##### DATA SUPPLIED #####
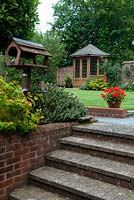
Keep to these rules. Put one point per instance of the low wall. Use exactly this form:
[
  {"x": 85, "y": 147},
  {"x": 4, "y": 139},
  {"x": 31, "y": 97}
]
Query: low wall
[
  {"x": 108, "y": 112},
  {"x": 20, "y": 154}
]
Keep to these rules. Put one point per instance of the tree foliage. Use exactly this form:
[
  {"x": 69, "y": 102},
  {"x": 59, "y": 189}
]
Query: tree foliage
[
  {"x": 108, "y": 24},
  {"x": 52, "y": 42},
  {"x": 17, "y": 18}
]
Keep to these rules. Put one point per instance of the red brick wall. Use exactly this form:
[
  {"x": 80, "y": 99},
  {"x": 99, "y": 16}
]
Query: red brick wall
[
  {"x": 20, "y": 154},
  {"x": 62, "y": 72},
  {"x": 108, "y": 112}
]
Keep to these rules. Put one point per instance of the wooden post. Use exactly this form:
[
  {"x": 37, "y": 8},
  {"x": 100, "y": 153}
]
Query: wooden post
[{"x": 26, "y": 81}]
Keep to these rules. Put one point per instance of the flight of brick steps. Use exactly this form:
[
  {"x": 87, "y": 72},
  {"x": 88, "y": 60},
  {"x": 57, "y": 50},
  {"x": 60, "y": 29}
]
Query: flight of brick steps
[{"x": 95, "y": 163}]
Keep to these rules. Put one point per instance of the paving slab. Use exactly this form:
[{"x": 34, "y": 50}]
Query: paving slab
[
  {"x": 80, "y": 185},
  {"x": 96, "y": 164},
  {"x": 109, "y": 129},
  {"x": 95, "y": 144},
  {"x": 28, "y": 192}
]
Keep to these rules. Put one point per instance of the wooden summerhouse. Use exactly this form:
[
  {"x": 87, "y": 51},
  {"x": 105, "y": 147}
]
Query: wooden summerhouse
[
  {"x": 26, "y": 55},
  {"x": 85, "y": 64}
]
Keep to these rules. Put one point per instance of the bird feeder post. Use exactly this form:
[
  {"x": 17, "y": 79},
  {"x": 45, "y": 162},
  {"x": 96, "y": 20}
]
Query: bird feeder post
[{"x": 22, "y": 55}]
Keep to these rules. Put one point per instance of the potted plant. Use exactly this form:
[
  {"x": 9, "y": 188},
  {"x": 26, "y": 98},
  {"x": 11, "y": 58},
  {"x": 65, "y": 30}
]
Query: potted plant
[{"x": 113, "y": 96}]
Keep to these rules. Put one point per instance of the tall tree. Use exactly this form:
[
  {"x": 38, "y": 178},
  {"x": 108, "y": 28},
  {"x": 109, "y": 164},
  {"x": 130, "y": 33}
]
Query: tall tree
[
  {"x": 108, "y": 24},
  {"x": 52, "y": 42},
  {"x": 17, "y": 18}
]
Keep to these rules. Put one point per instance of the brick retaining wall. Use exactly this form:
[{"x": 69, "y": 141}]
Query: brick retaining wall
[
  {"x": 20, "y": 154},
  {"x": 108, "y": 112}
]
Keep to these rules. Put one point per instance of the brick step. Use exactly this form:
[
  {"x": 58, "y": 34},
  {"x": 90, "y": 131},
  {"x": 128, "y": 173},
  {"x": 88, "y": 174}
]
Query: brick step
[
  {"x": 96, "y": 167},
  {"x": 106, "y": 131},
  {"x": 29, "y": 192},
  {"x": 106, "y": 149},
  {"x": 85, "y": 188}
]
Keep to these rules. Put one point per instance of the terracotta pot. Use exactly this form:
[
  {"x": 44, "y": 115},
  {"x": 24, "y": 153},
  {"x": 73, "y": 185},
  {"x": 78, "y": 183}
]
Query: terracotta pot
[{"x": 114, "y": 105}]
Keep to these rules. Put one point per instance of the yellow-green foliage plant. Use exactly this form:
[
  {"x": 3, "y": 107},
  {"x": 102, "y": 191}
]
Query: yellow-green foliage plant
[{"x": 16, "y": 114}]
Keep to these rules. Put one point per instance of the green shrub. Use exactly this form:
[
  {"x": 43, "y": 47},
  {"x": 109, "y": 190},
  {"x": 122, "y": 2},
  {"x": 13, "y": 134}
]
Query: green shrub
[
  {"x": 59, "y": 106},
  {"x": 15, "y": 109},
  {"x": 95, "y": 84}
]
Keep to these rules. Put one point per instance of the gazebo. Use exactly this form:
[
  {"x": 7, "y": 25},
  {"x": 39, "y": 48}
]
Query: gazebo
[{"x": 85, "y": 64}]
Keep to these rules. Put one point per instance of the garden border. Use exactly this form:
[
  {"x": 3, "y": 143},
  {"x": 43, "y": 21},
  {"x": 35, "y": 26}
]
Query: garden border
[{"x": 108, "y": 112}]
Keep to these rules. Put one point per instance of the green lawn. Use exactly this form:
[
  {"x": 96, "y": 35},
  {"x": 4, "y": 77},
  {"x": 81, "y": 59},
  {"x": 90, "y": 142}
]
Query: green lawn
[{"x": 93, "y": 98}]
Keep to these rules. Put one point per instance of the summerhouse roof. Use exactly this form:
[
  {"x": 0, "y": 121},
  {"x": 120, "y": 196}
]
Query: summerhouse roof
[{"x": 90, "y": 50}]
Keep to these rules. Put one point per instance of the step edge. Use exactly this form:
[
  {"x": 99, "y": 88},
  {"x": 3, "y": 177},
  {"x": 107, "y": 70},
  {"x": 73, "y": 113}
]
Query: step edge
[
  {"x": 99, "y": 148},
  {"x": 94, "y": 169}
]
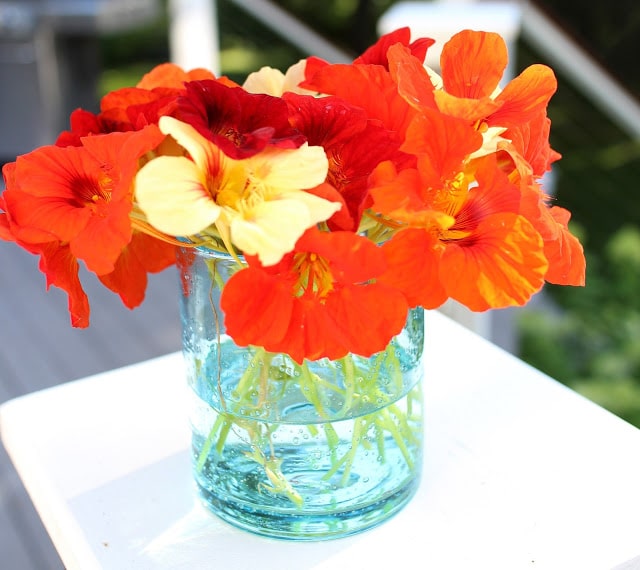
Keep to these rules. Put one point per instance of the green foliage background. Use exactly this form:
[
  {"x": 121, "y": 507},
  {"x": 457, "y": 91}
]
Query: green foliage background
[{"x": 590, "y": 339}]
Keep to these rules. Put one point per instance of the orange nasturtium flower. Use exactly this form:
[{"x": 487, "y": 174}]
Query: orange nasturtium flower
[
  {"x": 74, "y": 203},
  {"x": 465, "y": 235},
  {"x": 321, "y": 300},
  {"x": 259, "y": 203}
]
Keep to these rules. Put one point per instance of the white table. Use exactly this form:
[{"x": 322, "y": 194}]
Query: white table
[{"x": 520, "y": 472}]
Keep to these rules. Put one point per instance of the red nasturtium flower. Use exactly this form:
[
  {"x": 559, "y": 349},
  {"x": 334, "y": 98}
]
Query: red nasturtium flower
[
  {"x": 321, "y": 300},
  {"x": 74, "y": 203},
  {"x": 353, "y": 144},
  {"x": 240, "y": 123}
]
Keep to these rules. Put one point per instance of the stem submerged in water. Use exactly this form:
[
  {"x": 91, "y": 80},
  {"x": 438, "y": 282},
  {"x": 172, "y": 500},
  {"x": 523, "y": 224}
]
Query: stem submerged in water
[{"x": 362, "y": 390}]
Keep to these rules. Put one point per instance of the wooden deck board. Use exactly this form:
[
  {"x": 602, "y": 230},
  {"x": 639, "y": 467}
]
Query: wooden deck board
[{"x": 39, "y": 349}]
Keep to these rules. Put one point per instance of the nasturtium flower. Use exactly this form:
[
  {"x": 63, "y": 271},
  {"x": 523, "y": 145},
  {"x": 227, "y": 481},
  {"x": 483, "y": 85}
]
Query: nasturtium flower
[
  {"x": 259, "y": 203},
  {"x": 322, "y": 300},
  {"x": 353, "y": 144},
  {"x": 79, "y": 195},
  {"x": 240, "y": 123},
  {"x": 463, "y": 218}
]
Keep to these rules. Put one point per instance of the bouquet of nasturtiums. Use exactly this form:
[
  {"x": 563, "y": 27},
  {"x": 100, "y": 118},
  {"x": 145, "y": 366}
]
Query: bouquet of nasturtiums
[
  {"x": 345, "y": 196},
  {"x": 345, "y": 191}
]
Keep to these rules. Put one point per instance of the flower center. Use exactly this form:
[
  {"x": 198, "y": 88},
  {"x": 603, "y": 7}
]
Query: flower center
[{"x": 314, "y": 276}]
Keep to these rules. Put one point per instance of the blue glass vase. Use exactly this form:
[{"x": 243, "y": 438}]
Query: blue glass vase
[{"x": 315, "y": 451}]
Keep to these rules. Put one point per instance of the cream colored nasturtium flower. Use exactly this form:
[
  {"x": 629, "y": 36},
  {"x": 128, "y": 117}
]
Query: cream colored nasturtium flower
[
  {"x": 257, "y": 203},
  {"x": 270, "y": 81}
]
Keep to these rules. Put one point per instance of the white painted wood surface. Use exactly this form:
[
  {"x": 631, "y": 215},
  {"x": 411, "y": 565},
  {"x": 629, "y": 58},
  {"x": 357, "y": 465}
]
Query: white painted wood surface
[
  {"x": 519, "y": 473},
  {"x": 39, "y": 349}
]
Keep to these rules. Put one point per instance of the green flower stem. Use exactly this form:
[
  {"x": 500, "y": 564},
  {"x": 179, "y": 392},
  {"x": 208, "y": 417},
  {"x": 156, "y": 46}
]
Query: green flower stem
[{"x": 359, "y": 389}]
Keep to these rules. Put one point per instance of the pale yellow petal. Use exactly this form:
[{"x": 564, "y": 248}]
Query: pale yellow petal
#####
ABOUT THIS TASK: For each line in the entries that holds "petal", return that line.

ANSWER BOX:
Keep to these rules. Put one point per instance of the pale yellow petal. Use exactly this form:
Query: pale yellow petal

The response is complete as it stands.